Task goal: In the text on the fracture toughness of denture resins below, which material's fracture toughness increased significantly after thermocycling?

Mimicking one of the in vivo degradation factors involved (such as the thermal stresses which denture polymers will be exposed to in the oral cavity) is useful to disclose its effect on the general degradation process. Thus, in this in vitro study, the materials were subjected only to thermocycling. Based on these findings, it is possible that variations in oral temperature will have an overall positive effect on the fracture toughness. However, it should be noted that clinical conditions differ from the in vitro setting; for this reason, these findings must be carefully interpreted. Clinically, denture base and autopolymerizing reline resins will also be subjected to masticatory stresses; therefore, the effect of cyclic loading on the fracture toughness of these materials requires further investigation.

CONCLUSIONS

Within the limitations of this in vitro study, the following conclusions were reached:

1. The Lucitone 550 denture base acrylic resin displayed the highest mean fracture toughness values in both the control and thermocycled groups.

2. Among the autopolymerizing reline resins tested, the New Truliner material exhibited higher mean fracture toughness value than the Ufi Gel Hard, Tokuyama Rebase II and Kooliner materials in the control group. After thermocycling, the New Truliner showed a higher mean fracture toughness value than the Tokuyama Rebase II, while the Ufi Gel Hard and Kooliner materials did not differ from each other.

3. Thermocycling did not adversely affect the fracture toughness of the materials evaluated since the values either did not change (as occurred for the Lucitone 550, Ufi Gel Hard, Tokuyama Rebase II and New Truliner materials) or increased significantly (as observed for the Kooliner autopolymerizing reline resin).

Data section:
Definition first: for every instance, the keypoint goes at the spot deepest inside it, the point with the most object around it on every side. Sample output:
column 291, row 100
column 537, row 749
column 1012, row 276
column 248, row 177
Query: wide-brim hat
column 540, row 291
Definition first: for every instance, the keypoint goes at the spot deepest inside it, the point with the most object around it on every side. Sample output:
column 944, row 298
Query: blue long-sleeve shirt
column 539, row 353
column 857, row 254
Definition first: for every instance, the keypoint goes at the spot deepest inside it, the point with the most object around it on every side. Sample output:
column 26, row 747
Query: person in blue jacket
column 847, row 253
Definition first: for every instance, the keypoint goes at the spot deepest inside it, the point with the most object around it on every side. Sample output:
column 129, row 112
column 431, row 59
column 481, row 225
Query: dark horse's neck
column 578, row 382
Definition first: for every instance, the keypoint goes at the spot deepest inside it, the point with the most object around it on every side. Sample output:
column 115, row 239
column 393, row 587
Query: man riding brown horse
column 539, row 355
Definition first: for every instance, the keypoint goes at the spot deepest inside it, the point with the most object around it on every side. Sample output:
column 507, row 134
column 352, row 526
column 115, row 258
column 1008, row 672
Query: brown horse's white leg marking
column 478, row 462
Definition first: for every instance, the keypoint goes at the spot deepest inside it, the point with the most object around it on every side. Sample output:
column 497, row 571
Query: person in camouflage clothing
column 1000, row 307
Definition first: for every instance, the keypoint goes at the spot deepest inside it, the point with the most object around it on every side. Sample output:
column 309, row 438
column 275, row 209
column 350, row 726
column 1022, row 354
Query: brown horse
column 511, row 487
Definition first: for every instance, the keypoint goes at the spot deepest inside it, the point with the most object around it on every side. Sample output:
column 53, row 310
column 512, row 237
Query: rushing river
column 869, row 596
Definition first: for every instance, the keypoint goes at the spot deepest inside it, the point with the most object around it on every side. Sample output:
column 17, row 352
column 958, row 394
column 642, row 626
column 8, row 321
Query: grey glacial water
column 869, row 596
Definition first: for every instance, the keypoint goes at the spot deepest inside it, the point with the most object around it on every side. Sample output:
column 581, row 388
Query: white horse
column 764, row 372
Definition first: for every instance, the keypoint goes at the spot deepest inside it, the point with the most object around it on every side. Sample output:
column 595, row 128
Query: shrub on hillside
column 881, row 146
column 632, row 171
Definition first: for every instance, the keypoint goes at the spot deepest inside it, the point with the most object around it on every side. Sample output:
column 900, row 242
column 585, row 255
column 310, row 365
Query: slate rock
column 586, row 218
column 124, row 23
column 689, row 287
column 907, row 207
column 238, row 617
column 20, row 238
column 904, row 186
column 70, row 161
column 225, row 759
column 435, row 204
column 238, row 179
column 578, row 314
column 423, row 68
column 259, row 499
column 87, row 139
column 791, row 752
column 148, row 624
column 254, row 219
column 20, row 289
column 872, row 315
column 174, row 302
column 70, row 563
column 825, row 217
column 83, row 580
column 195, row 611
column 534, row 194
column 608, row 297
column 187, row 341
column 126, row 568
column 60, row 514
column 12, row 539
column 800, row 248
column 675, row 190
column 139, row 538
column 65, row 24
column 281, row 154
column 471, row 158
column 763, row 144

Written reply: The Kooliner autopolymerizing reline resin.